-- Start Excerpt provided --

The Internet, since the debate, has virtually been set on fire by foot soldiers of the two leading VP candidates who have either been itemizing the wrong claims and mistakes of the other candidate or eulogizing the performance of their own preferred candidate.

Interestingly, the Peter Obi campaign office has released the sources of some of the data he reeled out, but strangely left out those figures on the specific issues on which he was challenged. Nevertheless, one glaring thing from reactions to the performance of the two leading candidates in the debate is the fact that they appear based on the personal sympathies, if not tribal affiliations, of those making the assessments.

Thus, Vice President Osinbajo has been largely adjudged to have performed excellently by his APC members and sympathizers, while Peter Obi was well appraised by PDP sympathizers essentially from the PDP strongholds, even when they masquerade under fake names. While praising their preferred candidates, the supporters of the two leading candidates fail to see anything good in the performance of the other candidate. The strong division largely along tribal lines in the support for candidates of political parties points to a serious fault line in our political development. That is why we have a situation where voters largely vote for candidates with whom they share tribal affiliations while failing to appreciate, and seriously condemn, candidates from parts of the country other than their own. This is a trait in our political development that needs to be jettisoned.

While this may all seem part of politicking, there is a need for greater objectivity and an ability to appreciate the efforts and good points of opposition candidates, even as efforts are made to project the good points of one’s preferred candidates. The big impact of tribal, religious and regional affiliations on our political preferences is undoubtedly a fallout of a governance system that has failed to work for the majority of our people. We have a situation where people are hardly interested in what a political office holder is doing, but in whether the holder of such office is from their part of their country. This is largely because the people tend to believe that they are only able to benefit from the gains of any office when someone to whom they can relate, either as a friend, family, or village member, occupies such office.

This should not be so if all political office holders work for the good of the whole country, and do not concentrate the benefits of such office on their personal friends, cronies and people from their own part of the country. Politics in many of the highly developed countries have gone beyond these unhealthy primordial cleavages.

As we move towards the 2019 general election which is just about two months away, voters will do well to take a dispassionate view of the two leading parties and vote, not along primordial lines, but according to their understanding of the capabilities and antecedents of the candidates and parties on offer.

If Nigeria must break away from the poor performance of its public office holders that have brought the country to this sorry pass, our people must look beyond the “my brother” syndrome; interrogate the antecedents and claims of the contestants and pick the ones that are best able to bring the country to a new day where peace, progress and national development can be realised.

-- End Excerpt provided --
-- Start Information given --

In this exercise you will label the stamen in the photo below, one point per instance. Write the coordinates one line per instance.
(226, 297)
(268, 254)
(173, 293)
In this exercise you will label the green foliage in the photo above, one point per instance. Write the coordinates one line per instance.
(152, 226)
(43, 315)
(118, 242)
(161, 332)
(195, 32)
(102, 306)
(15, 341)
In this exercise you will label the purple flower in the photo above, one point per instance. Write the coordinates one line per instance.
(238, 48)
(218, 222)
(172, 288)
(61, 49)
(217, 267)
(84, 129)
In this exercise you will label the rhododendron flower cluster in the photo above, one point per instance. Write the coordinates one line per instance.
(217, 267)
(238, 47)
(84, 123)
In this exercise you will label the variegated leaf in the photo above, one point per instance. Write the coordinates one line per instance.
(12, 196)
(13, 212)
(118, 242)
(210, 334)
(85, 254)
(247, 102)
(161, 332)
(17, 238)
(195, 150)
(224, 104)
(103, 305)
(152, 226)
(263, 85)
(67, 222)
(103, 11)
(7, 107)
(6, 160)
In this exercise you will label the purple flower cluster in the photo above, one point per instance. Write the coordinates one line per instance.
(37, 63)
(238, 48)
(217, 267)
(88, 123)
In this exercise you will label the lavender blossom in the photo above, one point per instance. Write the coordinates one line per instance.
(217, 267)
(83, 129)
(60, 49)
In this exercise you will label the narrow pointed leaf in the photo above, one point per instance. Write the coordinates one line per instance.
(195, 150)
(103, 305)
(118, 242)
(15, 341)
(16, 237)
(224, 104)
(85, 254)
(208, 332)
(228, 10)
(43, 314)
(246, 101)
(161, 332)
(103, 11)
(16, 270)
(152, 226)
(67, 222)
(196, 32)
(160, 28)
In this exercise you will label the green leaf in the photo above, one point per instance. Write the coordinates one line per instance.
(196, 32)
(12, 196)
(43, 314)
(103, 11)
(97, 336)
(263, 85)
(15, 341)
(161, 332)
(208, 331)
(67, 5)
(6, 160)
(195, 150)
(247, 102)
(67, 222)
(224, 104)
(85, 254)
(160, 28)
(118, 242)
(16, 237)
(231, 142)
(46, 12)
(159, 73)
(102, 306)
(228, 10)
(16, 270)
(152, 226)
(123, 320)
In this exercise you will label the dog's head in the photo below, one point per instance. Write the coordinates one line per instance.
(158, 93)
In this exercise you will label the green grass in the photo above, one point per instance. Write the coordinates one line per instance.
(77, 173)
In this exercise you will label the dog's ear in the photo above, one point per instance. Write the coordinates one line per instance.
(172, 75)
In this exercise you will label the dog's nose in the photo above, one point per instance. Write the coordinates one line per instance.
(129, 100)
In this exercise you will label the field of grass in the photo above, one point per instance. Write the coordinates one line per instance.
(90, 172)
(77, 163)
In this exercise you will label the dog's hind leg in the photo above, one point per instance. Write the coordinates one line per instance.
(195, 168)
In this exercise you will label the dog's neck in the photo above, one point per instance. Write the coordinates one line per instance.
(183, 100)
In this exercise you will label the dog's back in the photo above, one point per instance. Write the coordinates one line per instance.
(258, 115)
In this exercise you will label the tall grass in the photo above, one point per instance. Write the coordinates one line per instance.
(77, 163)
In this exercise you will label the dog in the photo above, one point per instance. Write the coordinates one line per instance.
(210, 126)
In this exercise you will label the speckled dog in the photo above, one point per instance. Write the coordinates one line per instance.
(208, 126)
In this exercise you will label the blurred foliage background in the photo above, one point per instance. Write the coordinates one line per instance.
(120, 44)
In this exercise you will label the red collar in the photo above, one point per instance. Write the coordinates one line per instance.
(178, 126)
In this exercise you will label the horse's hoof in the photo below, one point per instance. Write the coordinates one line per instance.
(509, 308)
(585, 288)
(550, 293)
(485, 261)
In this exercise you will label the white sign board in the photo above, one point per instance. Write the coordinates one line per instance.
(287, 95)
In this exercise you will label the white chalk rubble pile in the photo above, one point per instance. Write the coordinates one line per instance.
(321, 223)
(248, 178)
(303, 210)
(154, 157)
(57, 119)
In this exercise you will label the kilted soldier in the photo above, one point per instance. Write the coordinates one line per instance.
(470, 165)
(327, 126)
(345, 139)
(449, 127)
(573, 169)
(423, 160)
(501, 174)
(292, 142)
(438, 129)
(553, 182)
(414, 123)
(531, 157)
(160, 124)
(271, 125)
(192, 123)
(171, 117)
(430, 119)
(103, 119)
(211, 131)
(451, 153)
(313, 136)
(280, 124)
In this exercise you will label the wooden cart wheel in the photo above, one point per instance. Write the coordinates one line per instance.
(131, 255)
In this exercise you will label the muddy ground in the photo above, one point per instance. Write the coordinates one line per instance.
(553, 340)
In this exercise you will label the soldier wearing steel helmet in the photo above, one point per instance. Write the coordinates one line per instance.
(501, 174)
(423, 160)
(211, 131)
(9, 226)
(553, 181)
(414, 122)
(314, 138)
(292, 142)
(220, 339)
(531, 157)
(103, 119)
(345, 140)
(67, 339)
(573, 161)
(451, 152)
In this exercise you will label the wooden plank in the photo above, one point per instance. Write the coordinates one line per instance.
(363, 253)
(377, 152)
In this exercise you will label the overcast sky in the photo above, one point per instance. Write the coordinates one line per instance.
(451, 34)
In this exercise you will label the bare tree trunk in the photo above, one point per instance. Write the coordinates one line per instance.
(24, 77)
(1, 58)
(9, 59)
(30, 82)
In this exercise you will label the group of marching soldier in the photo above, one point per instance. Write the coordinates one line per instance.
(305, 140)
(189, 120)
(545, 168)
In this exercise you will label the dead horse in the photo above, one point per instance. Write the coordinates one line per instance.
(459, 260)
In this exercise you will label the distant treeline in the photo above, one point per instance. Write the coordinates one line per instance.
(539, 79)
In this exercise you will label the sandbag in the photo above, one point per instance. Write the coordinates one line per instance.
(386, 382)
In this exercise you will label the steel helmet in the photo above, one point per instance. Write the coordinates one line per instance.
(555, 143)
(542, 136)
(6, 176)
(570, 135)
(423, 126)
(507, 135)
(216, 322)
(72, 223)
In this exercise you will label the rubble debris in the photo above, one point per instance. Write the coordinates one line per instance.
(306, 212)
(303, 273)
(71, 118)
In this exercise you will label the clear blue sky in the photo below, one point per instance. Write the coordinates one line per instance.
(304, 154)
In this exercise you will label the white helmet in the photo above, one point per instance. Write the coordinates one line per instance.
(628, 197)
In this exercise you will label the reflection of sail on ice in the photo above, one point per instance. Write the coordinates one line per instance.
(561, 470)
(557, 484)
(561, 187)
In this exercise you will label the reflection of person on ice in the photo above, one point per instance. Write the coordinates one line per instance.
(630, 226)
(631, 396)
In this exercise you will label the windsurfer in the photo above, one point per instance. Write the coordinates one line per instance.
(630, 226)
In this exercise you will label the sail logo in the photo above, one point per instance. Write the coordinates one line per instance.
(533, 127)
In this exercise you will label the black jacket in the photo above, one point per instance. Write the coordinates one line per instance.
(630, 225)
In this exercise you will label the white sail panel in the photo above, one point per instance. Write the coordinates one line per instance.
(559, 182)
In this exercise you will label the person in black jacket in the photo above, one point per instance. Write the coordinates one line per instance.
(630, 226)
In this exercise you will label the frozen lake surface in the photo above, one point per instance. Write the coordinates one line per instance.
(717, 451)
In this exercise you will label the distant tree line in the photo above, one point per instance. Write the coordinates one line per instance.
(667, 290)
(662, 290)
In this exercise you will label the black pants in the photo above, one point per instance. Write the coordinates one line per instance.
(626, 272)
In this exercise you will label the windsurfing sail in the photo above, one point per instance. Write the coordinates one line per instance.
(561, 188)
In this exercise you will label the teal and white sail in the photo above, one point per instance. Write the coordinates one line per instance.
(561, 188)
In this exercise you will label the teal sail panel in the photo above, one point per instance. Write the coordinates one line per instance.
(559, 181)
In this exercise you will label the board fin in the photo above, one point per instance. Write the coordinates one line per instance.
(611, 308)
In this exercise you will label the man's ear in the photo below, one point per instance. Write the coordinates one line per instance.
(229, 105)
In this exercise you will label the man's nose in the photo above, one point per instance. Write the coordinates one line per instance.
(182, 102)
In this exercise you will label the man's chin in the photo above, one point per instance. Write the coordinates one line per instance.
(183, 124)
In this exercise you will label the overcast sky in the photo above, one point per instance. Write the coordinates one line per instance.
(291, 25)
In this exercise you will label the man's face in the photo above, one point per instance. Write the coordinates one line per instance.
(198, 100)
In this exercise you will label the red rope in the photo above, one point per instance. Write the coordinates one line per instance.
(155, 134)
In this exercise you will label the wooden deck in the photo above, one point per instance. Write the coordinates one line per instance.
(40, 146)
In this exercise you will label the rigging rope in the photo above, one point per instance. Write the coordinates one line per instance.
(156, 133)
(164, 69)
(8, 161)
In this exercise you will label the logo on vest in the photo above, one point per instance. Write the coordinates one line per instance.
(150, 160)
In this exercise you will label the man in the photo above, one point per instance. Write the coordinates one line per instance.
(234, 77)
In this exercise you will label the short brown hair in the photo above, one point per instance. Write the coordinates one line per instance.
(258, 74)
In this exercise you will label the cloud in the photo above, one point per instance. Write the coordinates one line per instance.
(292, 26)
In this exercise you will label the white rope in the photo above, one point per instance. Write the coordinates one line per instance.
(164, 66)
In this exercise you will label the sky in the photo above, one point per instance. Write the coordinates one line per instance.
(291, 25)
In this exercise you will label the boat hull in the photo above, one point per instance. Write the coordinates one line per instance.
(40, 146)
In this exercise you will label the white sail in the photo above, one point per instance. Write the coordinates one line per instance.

-- End Information given --

**Set task**
Reproduce the stretch of the piece on the vice-presidential debate from "Thus, Vice President" through "to be jettisoned.".

**Complete output**
Thus, Vice President Osinbajo has been largely adjudged to have performed excellently by his APC members and sympathizers, while Peter Obi was well appraised by PDP sympathizers essentially from the PDP strongholds, even when they masquerade under fake names. While praising their preferred candidates, the supporters of the two leading candidates fail to see anything good in the performance of the other candidate. The strong division largely along tribal lines in the support for candidates of political parties points to a serious fault line in our political development. That is why we have a situation where voters largely vote for candidates with whom they share tribal affiliations while failing to appreciate, and seriously condemn, candidates from parts of the country other than their own. This is a trait in our political development that needs to be jettisoned.